Exactly as they stand, set down all of the records again.
[Opening Given data section]
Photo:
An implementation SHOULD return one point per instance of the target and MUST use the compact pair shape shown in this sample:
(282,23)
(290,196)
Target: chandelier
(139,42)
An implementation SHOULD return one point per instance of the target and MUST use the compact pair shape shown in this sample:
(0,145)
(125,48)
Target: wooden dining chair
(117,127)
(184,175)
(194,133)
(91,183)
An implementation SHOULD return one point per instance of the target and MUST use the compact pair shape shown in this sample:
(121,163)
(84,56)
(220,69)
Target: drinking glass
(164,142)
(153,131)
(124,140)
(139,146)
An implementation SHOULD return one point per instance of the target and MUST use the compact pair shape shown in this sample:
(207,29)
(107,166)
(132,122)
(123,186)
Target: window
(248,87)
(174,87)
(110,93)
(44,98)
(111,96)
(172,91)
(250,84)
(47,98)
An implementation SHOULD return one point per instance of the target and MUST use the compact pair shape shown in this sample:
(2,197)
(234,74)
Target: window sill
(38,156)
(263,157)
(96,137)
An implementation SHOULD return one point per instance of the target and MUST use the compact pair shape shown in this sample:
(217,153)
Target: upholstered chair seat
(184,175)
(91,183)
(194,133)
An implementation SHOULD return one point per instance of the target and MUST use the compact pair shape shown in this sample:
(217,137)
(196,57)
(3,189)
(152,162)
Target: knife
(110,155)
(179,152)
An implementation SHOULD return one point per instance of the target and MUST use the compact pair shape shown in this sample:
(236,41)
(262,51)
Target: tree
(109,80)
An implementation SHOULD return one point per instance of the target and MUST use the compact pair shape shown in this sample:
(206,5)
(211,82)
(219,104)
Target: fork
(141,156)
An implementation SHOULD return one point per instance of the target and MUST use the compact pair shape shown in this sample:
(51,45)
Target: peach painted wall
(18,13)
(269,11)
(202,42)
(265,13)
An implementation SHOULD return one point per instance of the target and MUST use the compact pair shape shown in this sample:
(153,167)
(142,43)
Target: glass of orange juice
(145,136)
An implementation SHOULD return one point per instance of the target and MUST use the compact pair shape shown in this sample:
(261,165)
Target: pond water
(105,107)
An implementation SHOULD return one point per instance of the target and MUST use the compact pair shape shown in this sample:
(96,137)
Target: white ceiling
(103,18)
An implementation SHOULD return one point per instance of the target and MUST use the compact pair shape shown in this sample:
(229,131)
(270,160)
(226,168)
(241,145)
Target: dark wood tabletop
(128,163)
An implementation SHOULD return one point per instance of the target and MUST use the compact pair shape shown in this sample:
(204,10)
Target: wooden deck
[Closing Given data section]
**The completed task:**
Photo:
An implementation SHOULD return one point per instance of the target and MUST use the compact pair shape shown in this sample:
(282,23)
(290,196)
Target: chandelier
(139,42)
An implementation SHOULD return one point per instance of the target and MUST use the compact pair shape shown in this sample:
(0,145)
(125,48)
Target: wooden dining chair
(117,127)
(184,175)
(194,133)
(91,183)
An implementation SHOULD return one point per instance of the target and MUST use the compact pair shape shown in this sample:
(121,163)
(84,56)
(220,69)
Target: drinking glass
(164,142)
(153,131)
(124,140)
(139,146)
An implementation SHOULD return one point per instance of the target and MUST use the compact pair shape shown in this sample:
(207,29)
(107,166)
(132,122)
(123,186)
Target: window
(248,87)
(174,87)
(110,93)
(44,98)
(111,96)
(172,91)
(250,84)
(47,98)
An implementation SHOULD return one point per instance of the target and MUST use the compact pair shape shown in this sample:
(2,197)
(234,74)
Target: window sill
(38,156)
(263,157)
(96,137)
An implementation SHOULD return one point per instance of the target and MUST use the compact pair shape shown in this sample:
(217,153)
Target: upholstered chair seat
(184,175)
(91,183)
(194,133)
An implementation SHOULD return one point per instance of the target and MUST use the compact pair shape shown in this sample:
(217,137)
(196,57)
(3,189)
(152,162)
Target: knife
(110,155)
(179,152)
An implementation SHOULD return one point per instance of the target and MUST use the compact pair shape shown in this sample:
(236,41)
(262,51)
Target: tree
(109,80)
An implementation SHOULD return one point per instance of the target and MUST use the compact pair shape shown in this sample:
(206,5)
(211,82)
(219,104)
Target: fork
(141,156)
An implementation SHOULD return one point per instance of the target and MUST use the compact pair shape shown in this sample:
(51,45)
Target: peach painted wall
(18,13)
(269,11)
(202,42)
(265,13)
An implementation SHOULD return one point per instance of the target and MUST use the compact pair shape shown in this sample:
(153,167)
(142,43)
Target: glass of orange juice
(145,136)
An implementation SHOULD return one point per instance of the target and MUST use the compact pair shape shown in this sample:
(261,165)
Target: pond water
(105,107)
An implementation SHOULD return one point per instance of the target and MUST use the compact pair shape shown in this sample:
(96,137)
Target: white ceiling
(103,18)
An implementation SHOULD return one point per instance of the target and MUST use the compact pair shape shown in this sample:
(229,131)
(270,160)
(226,168)
(241,145)
Target: dark wood tabletop
(128,163)
An implementation SHOULD return one point per instance of the target and MUST use the compact pair shape shown in this sample:
(204,10)
Target: wooden deck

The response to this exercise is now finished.